● Task statement
Among the entries below, please show each line that carries the word "dark".

● Exercise materials
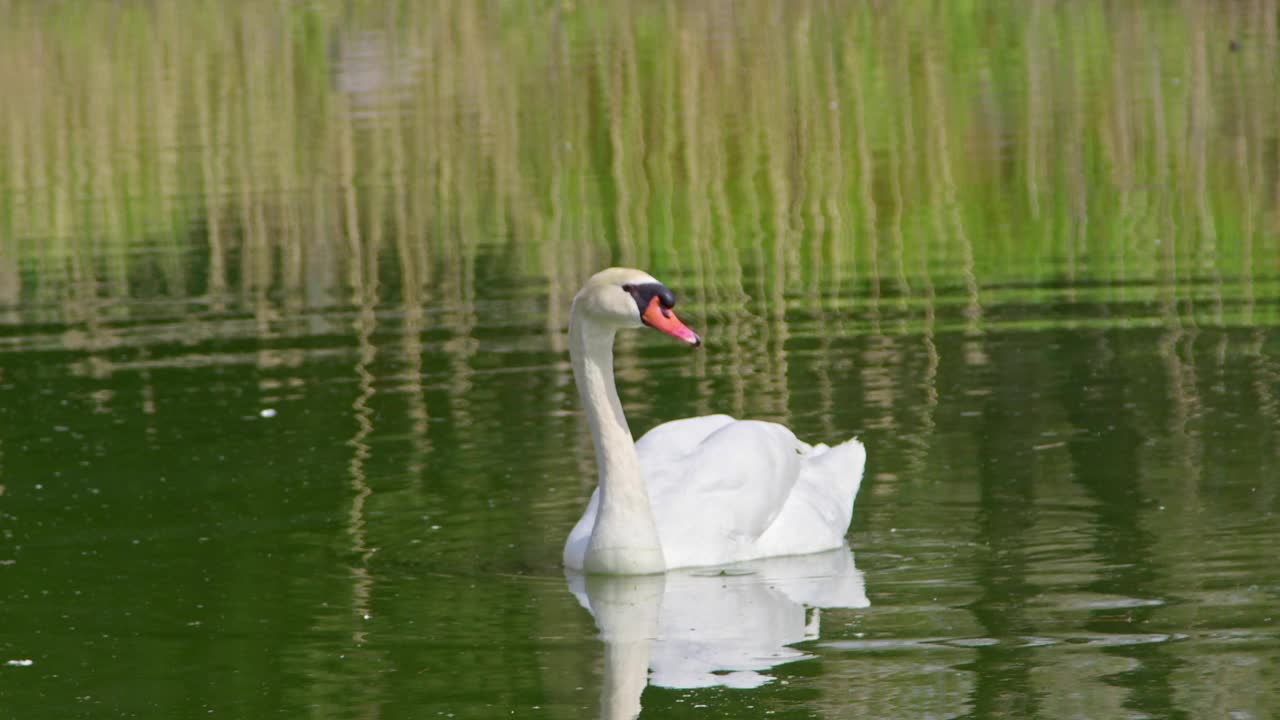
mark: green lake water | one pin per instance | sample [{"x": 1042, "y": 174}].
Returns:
[{"x": 288, "y": 425}]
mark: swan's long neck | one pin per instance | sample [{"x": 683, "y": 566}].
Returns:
[{"x": 625, "y": 537}]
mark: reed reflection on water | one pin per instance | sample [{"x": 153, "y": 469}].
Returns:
[{"x": 1029, "y": 259}]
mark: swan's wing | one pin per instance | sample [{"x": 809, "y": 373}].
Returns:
[
  {"x": 664, "y": 446},
  {"x": 680, "y": 437},
  {"x": 716, "y": 500}
]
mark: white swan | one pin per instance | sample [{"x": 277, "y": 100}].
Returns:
[
  {"x": 711, "y": 628},
  {"x": 700, "y": 491}
]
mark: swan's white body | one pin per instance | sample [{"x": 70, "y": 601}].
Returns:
[{"x": 702, "y": 491}]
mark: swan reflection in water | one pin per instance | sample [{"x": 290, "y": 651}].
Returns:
[{"x": 707, "y": 627}]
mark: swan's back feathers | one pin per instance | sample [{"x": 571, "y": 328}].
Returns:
[{"x": 725, "y": 491}]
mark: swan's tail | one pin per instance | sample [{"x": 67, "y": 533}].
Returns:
[
  {"x": 839, "y": 473},
  {"x": 818, "y": 510}
]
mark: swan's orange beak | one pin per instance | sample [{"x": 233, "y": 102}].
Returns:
[{"x": 666, "y": 322}]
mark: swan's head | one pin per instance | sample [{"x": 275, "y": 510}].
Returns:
[{"x": 622, "y": 297}]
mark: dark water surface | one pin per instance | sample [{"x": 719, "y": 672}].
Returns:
[{"x": 288, "y": 427}]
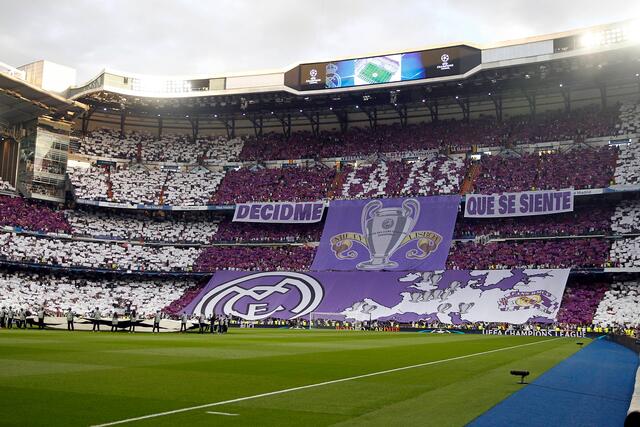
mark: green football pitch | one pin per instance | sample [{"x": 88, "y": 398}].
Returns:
[{"x": 262, "y": 377}]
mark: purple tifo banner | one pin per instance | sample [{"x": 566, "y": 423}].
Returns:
[
  {"x": 525, "y": 203},
  {"x": 452, "y": 296},
  {"x": 387, "y": 234},
  {"x": 280, "y": 212}
]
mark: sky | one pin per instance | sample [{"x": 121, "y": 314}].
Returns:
[{"x": 218, "y": 37}]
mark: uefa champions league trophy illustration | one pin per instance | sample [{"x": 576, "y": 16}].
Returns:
[{"x": 384, "y": 230}]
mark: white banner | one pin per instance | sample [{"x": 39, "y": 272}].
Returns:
[
  {"x": 279, "y": 212},
  {"x": 525, "y": 203}
]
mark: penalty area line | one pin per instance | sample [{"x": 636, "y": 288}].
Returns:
[{"x": 304, "y": 387}]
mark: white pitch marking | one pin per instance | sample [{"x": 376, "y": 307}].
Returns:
[{"x": 304, "y": 387}]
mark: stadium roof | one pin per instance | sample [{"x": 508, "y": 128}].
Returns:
[
  {"x": 589, "y": 58},
  {"x": 21, "y": 101}
]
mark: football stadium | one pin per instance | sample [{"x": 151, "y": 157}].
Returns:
[{"x": 438, "y": 236}]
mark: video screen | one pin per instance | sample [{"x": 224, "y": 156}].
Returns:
[{"x": 387, "y": 69}]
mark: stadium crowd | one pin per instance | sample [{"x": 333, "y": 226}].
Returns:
[
  {"x": 585, "y": 220},
  {"x": 108, "y": 143},
  {"x": 559, "y": 253},
  {"x": 454, "y": 134},
  {"x": 619, "y": 306},
  {"x": 21, "y": 213},
  {"x": 251, "y": 258},
  {"x": 423, "y": 177},
  {"x": 585, "y": 168},
  {"x": 58, "y": 293},
  {"x": 140, "y": 227},
  {"x": 286, "y": 184},
  {"x": 5, "y": 186}
]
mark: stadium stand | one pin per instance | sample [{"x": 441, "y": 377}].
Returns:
[
  {"x": 58, "y": 293},
  {"x": 286, "y": 184},
  {"x": 148, "y": 186},
  {"x": 559, "y": 253},
  {"x": 626, "y": 252},
  {"x": 626, "y": 218},
  {"x": 229, "y": 231},
  {"x": 31, "y": 216},
  {"x": 108, "y": 143},
  {"x": 139, "y": 227},
  {"x": 5, "y": 186},
  {"x": 628, "y": 167},
  {"x": 619, "y": 306},
  {"x": 294, "y": 258},
  {"x": 110, "y": 256},
  {"x": 590, "y": 168},
  {"x": 587, "y": 220},
  {"x": 456, "y": 135},
  {"x": 89, "y": 183},
  {"x": 580, "y": 301},
  {"x": 434, "y": 175}
]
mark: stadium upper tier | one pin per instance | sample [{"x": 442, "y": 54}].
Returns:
[
  {"x": 388, "y": 70},
  {"x": 581, "y": 167},
  {"x": 590, "y": 237},
  {"x": 450, "y": 135},
  {"x": 201, "y": 228}
]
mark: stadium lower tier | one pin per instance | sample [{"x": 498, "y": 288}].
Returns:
[
  {"x": 205, "y": 228},
  {"x": 581, "y": 253},
  {"x": 611, "y": 304}
]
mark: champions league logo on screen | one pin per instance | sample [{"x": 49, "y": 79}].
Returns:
[
  {"x": 332, "y": 79},
  {"x": 313, "y": 77},
  {"x": 384, "y": 231},
  {"x": 445, "y": 66},
  {"x": 252, "y": 298}
]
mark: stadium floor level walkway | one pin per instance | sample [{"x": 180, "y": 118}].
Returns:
[{"x": 591, "y": 388}]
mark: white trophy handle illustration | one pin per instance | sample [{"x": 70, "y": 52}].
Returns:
[{"x": 384, "y": 229}]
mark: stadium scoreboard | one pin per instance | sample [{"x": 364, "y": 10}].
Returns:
[{"x": 401, "y": 67}]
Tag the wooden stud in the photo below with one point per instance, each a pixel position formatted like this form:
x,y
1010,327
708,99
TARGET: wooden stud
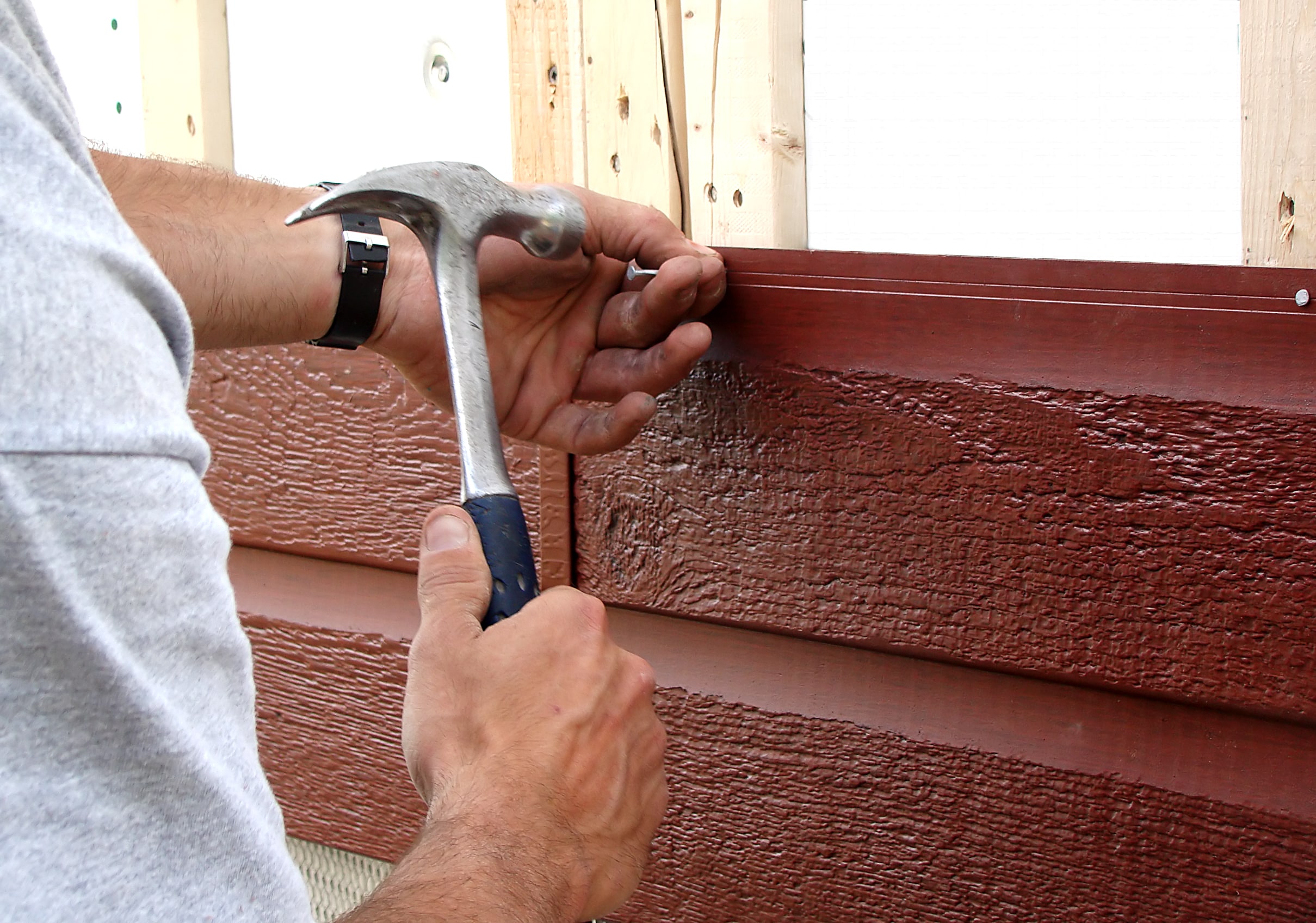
x,y
745,112
548,146
1278,46
548,102
632,74
186,80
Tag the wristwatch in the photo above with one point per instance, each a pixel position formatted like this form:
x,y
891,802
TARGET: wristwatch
x,y
363,263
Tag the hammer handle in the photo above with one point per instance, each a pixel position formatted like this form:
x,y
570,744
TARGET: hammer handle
x,y
507,549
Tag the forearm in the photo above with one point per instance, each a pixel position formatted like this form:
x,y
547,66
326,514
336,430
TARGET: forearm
x,y
456,874
245,278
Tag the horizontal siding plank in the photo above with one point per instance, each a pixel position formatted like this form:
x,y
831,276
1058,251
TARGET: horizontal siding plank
x,y
1148,545
1095,473
816,782
332,454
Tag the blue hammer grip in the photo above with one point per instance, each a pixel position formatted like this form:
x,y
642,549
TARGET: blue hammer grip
x,y
507,549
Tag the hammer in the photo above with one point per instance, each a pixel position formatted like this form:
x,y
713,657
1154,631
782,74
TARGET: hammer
x,y
452,207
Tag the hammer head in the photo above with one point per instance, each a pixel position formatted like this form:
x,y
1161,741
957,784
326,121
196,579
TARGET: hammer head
x,y
462,202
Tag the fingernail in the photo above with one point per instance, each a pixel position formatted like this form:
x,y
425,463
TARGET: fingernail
x,y
445,533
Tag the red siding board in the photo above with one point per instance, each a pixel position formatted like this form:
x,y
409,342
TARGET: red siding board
x,y
332,454
1107,492
778,815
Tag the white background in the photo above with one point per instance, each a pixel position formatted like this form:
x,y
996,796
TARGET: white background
x,y
333,89
1099,129
101,66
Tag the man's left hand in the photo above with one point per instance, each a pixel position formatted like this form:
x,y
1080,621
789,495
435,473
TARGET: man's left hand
x,y
576,360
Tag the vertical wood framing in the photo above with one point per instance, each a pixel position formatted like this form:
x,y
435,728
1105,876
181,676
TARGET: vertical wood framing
x,y
548,146
1278,46
548,99
745,111
633,100
186,80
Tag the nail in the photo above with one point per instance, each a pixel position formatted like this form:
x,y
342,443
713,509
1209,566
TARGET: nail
x,y
445,533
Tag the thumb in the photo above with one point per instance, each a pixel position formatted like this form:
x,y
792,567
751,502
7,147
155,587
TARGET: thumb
x,y
453,583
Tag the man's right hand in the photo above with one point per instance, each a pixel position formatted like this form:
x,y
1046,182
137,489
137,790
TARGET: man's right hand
x,y
535,745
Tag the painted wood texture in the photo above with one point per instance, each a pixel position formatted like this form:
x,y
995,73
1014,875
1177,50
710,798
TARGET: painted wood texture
x,y
331,454
1084,471
812,782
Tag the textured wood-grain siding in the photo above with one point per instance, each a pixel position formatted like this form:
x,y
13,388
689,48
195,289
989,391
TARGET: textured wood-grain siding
x,y
1160,546
787,817
329,453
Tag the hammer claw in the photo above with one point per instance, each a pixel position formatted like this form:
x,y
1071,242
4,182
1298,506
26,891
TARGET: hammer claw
x,y
450,207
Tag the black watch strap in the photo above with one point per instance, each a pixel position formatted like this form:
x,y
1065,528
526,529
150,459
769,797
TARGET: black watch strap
x,y
363,263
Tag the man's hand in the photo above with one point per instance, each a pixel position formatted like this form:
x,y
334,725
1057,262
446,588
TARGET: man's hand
x,y
576,361
536,746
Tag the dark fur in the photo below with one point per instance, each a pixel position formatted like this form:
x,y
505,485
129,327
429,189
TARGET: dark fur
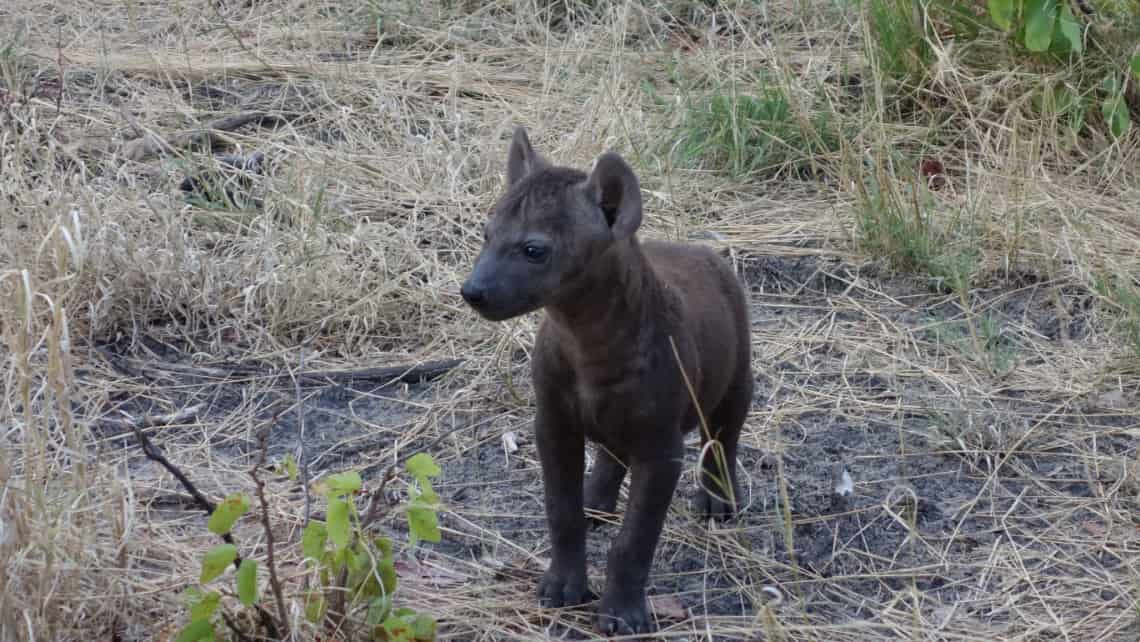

● Result for this task
mark: dark water surface | one pin per instance | sample [{"x": 719, "y": 672}].
Tag the dark fur in the photo below with one point per instance, each a pixel position formatted like this form:
TARGET: dark fur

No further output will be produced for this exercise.